### WHAT THE TASK REQUIRES
Every line below that carries the word "Target" needs to be copied.

[Collected data]
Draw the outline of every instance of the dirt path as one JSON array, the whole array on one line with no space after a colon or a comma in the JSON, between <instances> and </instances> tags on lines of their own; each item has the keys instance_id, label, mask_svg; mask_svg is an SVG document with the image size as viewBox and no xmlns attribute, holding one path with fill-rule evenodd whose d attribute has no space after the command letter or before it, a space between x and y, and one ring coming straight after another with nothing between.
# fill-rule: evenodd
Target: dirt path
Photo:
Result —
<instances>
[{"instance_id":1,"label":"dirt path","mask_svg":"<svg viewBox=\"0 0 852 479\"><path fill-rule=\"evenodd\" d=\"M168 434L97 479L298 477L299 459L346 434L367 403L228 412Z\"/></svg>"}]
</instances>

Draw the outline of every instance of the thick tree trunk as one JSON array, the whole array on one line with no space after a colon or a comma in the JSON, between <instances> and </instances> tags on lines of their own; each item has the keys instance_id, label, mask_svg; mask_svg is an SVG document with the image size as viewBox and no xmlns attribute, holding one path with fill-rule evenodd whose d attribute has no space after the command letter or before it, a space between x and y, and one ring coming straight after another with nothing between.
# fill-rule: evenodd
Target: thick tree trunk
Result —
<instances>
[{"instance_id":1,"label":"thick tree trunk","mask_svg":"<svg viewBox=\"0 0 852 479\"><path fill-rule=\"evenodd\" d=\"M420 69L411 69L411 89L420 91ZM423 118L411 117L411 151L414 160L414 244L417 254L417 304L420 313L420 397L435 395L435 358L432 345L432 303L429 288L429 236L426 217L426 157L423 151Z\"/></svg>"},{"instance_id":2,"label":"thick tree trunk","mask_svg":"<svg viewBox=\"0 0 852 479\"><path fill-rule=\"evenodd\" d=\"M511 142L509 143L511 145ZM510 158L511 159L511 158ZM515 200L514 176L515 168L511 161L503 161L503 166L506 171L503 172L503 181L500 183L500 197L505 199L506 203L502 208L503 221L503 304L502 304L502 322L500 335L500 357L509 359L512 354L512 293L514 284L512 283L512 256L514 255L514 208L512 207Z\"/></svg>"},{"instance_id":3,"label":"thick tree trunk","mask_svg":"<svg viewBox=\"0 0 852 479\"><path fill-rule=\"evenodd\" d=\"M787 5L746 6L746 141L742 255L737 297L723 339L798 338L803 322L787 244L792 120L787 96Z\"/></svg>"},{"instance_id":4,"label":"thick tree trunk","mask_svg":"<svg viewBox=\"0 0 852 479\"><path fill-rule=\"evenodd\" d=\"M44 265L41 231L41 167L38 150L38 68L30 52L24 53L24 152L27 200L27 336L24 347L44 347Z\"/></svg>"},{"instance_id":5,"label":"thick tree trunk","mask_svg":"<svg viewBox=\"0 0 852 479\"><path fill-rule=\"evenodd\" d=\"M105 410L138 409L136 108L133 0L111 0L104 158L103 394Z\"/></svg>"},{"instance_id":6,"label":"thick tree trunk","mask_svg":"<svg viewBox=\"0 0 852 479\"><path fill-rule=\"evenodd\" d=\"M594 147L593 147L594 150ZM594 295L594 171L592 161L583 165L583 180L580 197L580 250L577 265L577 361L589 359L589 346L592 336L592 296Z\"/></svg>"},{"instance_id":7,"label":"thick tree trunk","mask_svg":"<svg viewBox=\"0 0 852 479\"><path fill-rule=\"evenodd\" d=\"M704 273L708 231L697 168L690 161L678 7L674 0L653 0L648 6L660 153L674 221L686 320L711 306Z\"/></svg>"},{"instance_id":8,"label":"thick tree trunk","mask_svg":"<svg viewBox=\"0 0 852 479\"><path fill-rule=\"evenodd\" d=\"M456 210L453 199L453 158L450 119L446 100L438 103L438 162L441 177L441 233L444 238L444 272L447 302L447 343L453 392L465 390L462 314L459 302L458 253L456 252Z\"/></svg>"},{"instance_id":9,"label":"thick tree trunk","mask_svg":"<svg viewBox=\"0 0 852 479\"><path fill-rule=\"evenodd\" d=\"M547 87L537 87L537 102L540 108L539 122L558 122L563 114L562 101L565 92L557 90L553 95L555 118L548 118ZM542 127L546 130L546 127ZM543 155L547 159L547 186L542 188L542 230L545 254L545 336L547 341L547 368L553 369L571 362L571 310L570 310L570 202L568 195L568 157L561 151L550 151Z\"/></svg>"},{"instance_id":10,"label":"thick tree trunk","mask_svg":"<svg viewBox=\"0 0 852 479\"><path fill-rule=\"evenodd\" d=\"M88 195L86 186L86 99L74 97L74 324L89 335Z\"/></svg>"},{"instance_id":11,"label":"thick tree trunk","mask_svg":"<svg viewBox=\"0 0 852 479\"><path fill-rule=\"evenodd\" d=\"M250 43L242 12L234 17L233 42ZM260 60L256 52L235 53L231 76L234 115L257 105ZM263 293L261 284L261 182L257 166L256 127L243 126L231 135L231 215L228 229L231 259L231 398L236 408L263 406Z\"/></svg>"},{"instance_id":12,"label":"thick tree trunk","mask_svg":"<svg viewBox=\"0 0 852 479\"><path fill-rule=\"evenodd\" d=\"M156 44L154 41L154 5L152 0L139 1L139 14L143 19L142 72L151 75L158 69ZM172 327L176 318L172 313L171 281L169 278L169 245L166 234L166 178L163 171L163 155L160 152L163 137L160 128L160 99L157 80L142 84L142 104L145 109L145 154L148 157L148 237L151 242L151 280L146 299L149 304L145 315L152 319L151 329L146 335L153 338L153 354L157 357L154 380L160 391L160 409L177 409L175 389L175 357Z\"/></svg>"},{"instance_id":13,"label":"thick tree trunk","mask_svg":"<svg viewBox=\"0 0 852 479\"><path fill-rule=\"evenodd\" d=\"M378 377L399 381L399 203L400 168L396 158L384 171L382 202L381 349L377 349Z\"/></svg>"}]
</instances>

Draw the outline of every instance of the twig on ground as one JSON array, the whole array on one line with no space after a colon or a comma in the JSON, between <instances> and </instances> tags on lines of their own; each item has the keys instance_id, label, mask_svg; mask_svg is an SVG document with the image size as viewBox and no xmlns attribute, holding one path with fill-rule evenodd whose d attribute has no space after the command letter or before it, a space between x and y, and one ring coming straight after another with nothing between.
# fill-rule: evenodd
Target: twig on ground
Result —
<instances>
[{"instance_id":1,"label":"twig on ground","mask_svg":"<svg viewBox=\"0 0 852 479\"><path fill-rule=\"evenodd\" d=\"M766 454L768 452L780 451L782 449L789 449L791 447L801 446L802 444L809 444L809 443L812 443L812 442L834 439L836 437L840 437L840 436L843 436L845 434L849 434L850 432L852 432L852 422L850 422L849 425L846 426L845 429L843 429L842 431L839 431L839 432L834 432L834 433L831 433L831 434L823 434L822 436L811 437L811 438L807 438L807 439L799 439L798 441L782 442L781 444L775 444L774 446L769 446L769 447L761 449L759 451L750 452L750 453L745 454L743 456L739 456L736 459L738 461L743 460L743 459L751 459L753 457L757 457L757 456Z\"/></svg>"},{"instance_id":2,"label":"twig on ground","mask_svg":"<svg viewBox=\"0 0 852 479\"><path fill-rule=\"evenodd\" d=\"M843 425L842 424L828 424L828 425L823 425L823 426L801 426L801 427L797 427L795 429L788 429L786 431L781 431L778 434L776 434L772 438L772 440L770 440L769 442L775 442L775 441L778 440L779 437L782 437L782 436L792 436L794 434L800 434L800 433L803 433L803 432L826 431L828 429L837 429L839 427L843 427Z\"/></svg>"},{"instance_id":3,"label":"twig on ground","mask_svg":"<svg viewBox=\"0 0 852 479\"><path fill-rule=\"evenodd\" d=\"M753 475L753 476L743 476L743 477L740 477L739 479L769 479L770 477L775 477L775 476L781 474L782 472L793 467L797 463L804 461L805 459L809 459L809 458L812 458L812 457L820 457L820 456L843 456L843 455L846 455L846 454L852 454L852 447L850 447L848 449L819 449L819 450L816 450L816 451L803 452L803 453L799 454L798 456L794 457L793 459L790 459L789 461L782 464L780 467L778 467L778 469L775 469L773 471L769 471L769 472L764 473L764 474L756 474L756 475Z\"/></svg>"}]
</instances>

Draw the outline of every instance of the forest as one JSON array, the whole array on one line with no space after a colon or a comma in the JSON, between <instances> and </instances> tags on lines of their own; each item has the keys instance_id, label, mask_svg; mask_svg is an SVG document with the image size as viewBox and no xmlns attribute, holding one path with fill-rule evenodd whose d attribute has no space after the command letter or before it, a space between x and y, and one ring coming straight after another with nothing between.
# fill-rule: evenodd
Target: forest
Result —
--
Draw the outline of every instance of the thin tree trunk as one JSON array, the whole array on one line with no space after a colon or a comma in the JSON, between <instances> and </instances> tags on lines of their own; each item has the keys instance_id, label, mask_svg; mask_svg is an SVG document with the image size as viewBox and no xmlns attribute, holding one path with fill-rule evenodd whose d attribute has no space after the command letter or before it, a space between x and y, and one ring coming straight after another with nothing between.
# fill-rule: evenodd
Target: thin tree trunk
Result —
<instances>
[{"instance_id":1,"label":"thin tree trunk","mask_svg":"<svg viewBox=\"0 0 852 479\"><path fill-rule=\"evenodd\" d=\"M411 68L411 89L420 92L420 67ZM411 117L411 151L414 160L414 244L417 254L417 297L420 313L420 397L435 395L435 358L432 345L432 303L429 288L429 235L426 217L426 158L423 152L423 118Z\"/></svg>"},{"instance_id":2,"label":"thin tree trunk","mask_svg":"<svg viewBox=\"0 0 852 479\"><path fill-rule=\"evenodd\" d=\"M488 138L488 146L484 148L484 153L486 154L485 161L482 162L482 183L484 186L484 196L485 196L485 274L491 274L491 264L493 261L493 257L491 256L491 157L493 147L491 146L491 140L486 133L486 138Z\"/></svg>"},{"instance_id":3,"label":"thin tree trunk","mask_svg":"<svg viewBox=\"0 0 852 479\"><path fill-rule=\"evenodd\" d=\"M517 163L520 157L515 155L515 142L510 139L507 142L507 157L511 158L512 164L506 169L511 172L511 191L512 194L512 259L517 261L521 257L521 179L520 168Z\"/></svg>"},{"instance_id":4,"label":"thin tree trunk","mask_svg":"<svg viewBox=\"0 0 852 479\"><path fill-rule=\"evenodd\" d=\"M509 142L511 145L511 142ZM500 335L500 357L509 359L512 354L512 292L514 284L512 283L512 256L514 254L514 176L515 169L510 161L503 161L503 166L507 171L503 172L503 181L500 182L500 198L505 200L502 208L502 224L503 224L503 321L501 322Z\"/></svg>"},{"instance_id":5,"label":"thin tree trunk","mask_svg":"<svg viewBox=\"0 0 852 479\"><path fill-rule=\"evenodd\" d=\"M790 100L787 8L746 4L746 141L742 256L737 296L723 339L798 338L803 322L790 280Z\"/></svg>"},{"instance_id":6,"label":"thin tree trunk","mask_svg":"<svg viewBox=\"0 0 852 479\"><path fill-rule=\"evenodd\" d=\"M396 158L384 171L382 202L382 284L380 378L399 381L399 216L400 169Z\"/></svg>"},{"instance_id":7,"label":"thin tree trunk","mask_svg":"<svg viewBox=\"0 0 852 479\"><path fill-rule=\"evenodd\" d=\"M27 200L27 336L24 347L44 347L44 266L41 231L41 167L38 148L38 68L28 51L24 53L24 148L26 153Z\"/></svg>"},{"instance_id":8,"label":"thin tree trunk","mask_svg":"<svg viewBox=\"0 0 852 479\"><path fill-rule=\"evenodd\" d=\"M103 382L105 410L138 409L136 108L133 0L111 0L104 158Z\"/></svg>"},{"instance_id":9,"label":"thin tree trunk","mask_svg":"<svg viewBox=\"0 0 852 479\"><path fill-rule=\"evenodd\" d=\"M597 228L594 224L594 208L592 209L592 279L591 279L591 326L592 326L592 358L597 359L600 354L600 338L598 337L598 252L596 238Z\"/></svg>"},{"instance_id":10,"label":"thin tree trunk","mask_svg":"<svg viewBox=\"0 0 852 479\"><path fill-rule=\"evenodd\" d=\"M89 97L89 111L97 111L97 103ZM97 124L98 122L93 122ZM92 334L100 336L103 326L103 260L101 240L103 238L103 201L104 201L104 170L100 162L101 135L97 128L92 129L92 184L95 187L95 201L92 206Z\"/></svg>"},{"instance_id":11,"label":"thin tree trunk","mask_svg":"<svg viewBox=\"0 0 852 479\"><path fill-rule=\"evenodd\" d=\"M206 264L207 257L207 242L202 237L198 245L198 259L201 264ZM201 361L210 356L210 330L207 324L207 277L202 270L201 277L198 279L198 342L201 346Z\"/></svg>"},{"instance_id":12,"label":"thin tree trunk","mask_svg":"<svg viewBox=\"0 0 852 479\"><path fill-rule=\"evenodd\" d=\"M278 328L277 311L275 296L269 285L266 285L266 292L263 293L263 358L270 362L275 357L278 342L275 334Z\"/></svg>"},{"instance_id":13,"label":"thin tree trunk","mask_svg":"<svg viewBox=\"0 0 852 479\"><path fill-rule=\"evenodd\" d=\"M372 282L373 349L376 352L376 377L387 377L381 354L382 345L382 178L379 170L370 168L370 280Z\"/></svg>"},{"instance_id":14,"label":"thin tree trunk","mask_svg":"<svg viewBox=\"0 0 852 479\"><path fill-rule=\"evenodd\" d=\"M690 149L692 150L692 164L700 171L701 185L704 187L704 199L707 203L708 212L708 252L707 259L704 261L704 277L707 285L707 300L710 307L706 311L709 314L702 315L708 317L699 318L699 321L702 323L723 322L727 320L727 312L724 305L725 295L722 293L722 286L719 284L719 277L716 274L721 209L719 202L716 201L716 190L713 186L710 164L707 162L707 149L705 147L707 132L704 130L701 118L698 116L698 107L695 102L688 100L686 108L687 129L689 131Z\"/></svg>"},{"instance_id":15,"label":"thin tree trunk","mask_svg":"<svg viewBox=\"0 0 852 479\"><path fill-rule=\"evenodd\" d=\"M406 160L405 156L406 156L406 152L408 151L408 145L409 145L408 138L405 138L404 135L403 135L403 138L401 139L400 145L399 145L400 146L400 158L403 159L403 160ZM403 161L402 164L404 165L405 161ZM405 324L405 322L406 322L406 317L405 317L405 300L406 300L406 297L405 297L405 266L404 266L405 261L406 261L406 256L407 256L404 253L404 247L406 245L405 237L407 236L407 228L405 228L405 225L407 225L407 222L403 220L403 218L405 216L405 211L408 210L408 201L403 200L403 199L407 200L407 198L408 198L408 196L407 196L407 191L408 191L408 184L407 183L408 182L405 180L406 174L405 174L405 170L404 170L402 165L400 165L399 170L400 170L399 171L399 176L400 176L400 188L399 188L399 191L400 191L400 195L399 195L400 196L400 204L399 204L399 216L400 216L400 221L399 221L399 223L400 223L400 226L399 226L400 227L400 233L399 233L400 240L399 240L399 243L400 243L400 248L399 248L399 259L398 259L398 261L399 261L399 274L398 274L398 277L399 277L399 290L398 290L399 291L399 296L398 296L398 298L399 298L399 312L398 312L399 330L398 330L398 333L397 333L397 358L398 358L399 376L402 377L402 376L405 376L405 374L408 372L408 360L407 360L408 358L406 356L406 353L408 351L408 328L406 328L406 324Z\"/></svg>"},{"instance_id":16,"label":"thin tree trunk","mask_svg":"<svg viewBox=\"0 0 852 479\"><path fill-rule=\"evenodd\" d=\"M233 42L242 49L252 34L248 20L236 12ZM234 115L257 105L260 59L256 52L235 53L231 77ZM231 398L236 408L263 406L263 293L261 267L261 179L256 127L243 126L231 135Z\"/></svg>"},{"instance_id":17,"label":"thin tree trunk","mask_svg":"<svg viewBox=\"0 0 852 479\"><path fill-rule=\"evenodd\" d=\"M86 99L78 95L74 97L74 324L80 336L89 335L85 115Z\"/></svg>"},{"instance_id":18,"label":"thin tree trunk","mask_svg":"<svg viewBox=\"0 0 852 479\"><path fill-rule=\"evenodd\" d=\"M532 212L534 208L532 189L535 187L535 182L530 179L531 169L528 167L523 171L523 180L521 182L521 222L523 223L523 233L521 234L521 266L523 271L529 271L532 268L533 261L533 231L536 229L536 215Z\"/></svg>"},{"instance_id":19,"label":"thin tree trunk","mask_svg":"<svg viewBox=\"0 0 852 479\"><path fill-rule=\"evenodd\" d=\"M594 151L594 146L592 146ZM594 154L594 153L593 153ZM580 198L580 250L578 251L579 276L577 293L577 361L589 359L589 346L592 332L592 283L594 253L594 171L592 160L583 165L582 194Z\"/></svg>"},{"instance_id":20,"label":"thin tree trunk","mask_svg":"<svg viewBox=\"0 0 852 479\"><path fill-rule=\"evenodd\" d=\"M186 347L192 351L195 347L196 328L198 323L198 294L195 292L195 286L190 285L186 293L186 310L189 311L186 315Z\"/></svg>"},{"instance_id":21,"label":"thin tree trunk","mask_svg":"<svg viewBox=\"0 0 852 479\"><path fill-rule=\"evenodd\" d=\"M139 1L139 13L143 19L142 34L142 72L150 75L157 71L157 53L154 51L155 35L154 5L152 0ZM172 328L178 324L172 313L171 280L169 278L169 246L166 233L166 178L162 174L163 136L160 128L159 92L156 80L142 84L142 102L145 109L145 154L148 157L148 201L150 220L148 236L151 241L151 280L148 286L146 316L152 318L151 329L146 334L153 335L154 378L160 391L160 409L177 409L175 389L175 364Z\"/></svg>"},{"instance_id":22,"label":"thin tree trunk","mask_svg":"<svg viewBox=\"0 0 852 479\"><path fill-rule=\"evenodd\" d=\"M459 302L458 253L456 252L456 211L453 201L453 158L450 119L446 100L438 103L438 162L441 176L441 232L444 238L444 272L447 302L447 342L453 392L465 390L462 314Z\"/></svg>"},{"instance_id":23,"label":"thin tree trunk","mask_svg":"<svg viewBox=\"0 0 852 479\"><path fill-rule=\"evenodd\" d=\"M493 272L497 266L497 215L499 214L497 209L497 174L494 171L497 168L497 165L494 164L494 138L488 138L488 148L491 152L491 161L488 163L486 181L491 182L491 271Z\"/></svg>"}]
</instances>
---
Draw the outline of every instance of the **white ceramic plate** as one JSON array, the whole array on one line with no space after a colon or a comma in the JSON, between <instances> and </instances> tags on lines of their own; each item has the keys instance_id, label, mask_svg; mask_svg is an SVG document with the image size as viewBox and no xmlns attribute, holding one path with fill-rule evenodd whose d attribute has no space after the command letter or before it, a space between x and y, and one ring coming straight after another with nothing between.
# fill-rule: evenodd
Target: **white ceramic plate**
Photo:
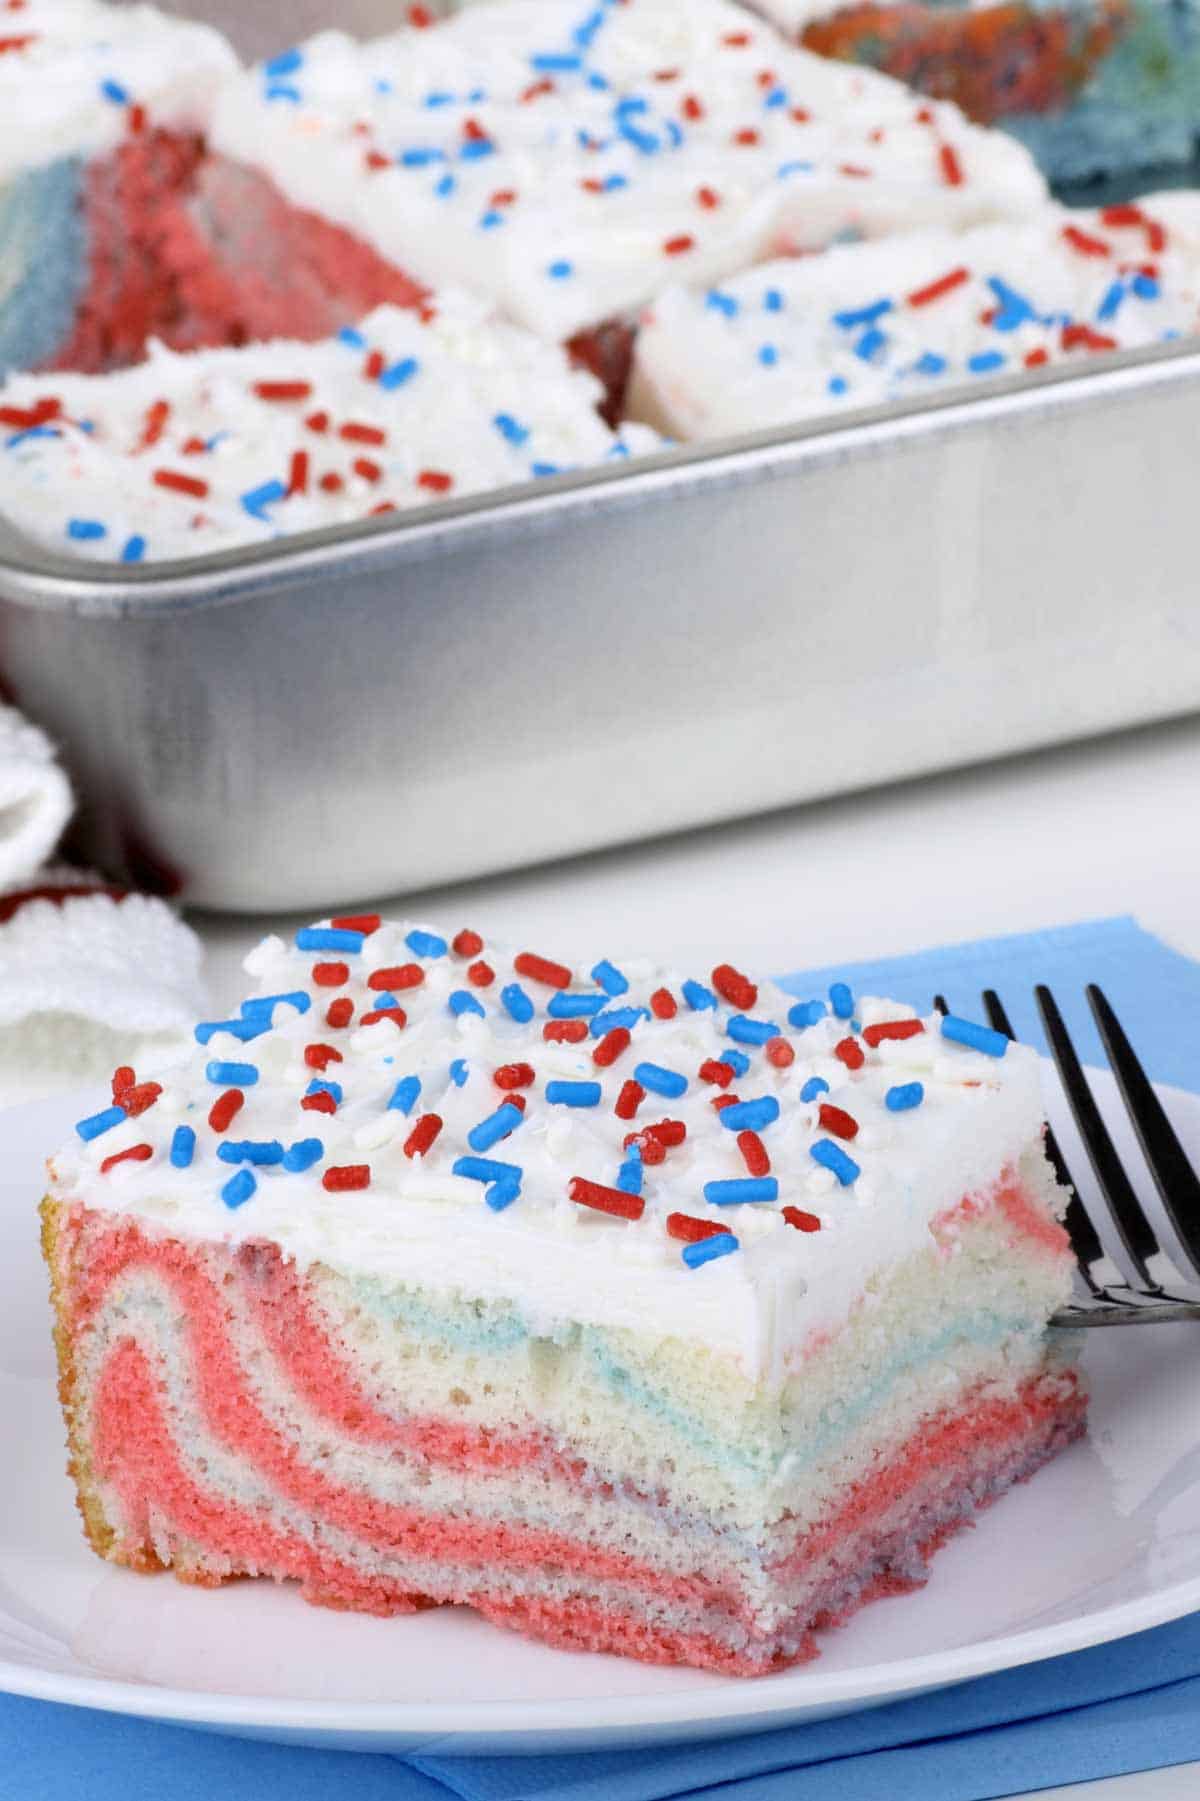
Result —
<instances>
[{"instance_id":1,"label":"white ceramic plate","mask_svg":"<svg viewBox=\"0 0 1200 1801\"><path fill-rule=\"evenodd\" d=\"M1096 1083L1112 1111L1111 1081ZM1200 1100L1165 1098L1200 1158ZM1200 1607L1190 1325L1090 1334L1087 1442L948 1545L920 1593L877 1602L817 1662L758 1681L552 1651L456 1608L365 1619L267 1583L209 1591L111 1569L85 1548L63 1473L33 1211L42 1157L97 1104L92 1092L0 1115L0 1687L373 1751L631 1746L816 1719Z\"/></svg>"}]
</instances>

### RESPONSE FOR THIS EXERCISE
Target: dirt path
Target: thick tree trunk
Target: twig on ground
Target: forest
Target: thin tree trunk
Target: **white ceramic plate**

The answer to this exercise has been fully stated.